BEGIN Provided records

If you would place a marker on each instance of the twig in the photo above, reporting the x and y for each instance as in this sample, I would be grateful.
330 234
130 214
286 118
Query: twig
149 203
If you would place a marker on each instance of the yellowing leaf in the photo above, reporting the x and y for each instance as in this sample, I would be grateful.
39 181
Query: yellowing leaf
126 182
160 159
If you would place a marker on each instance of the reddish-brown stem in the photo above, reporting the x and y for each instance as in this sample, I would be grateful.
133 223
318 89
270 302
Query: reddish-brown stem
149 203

END Provided records
BEGIN Provided records

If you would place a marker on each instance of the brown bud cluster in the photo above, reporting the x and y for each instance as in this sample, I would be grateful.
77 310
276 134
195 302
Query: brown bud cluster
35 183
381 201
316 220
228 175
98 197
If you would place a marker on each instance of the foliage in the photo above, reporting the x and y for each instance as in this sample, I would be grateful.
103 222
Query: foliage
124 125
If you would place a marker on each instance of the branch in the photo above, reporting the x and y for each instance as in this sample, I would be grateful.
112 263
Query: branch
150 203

END Provided records

- [Problem details] Pull out each line of the entries above that contains the word "branch". Case counts.

- [Solution for this problem]
If you would place a marker on each instance of the branch in the photo above, reporting the x and y for each instance as in this sample, I would be grateful.
Query: branch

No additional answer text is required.